__To be done__.
Resume the text on exporting a portable model to the prediction server, writing on from its final sentence.

___ Extract to read ___

In some implementations, the model export module 260 retrieves sample input data (e.g. data similar to that to be received in the production environment) to feed to the portion of the transformation workflow being exported and to validate the results of the transformation workflow before exporting the transformation workflow to the prediction server 108. The validation may be a result validation (e.g. validating that a result is obtainable from the sample input data and, e.g. no critical transformation or information is omitted from the portion to be exported) and/or a performance validation (e.g. validating that an end-to-end prediction time .criteria is met). For example, the model export module 260 determines end-to-end scoring time for the sample input data. The model export module 260 validates the transformation workflow including the endpoint of the model eligible for export if the end-to-end scoring is within threshold limits.
In some implementations, the model export module 260 generates the portable model for exporting to the prediction server 108 responsive to the validating the transformation workflow including the endpoint of the model. The model export module 260 changes all references in the portable model to the test environment in order to reflect the production environment. In some implementations, the portable model may be an archive file (e.g. ZIP file) including the portion of transformation workflow between the start node and model, names of the one or more transformations in the transformation workflow, the custom user developed transformations, the datasets and existing/estimated parameter values associated with all transformations (e.g. when the transformation is a machine learning algorithm) in the transformation workflow and the PMML file of the model. In some implementations, the model export module 260 identifies the portable model as a child of the parent transformation workflow (from which it was derived) in the storage device 212. In one embodiment, the model export module 260 receives information relating to the portable model including name, start node, model name/ID, export timestamp, export filename, etc. and associates the information with the portable model in the storage device 212. In some implementations, the model export module 260 generates the portable model including the transformation workflow and stores in an intermediate storage device. The portable model and the transformation workflow is accessed from the intermediate storage device and imported into a network where the prediction server 108 resides. For example, in the embodiment where the training server 102 and the prediction server 108 are network isolated from each other, the import and/or export of the transformation workflow and the portable model is explicit and may include the use of the intermediate storage device.

___ Source excerpt ___

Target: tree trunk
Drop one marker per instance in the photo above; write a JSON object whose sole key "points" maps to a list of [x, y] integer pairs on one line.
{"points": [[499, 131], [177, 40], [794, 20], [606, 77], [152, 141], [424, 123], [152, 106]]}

___

__Exercise result__.
In some implementations, the model export module 260 generates a non-portable model. In the embodiment where the training server 102 and the prediction server 108 may be implemented as a unified system configuration, the model export module 260 implements the non-portable model by generating a pointer to the portion of the transformation workflow leading up to the endpoint of the model and sending the pointer as a logical export to the production environment. This is distinct from the portable model because there is no physical export of the portion of the transformation workflow in the form of archive file to the production environment. However, it should be recognized that a non-portable model may be similar to a portable model in other regards, e.g., a non-portable model may have the pre and post conditions of the relevant transformations validated similar to a portable model.
In some implementations, the model export module 260 converts a transform from batch mode to online mode. Online mode may also be referred to as “real-time,” “streaming,” “single point,” or similar. For example, in some implementations, the model may be trained on a batch of data (e.g. data of multiple users), but is intended to make predictions for individual users in real-time or near real-time in the production environment. In some implementations, the model export module 260 converts what was a variable in a transform into a fixed value when exporting the relevant transforms. Examples of variables may include but are not limited to columns (e.g. the names of the columns that produced the exported model in a feature selection transformation), an input parameter for the model, an input parameter for a transform, a dictionary dataset, an input dataset, etc.
The model training module 270 includes computer logic executable by the processor 202 to perform automatic training and exporting new portable models for replacing existing models scoring predictions at the prediction server 108. In some implementations, the model training module 270 is coupled to the model export module 260 to package the training portable models for exporting to the prediction server 108.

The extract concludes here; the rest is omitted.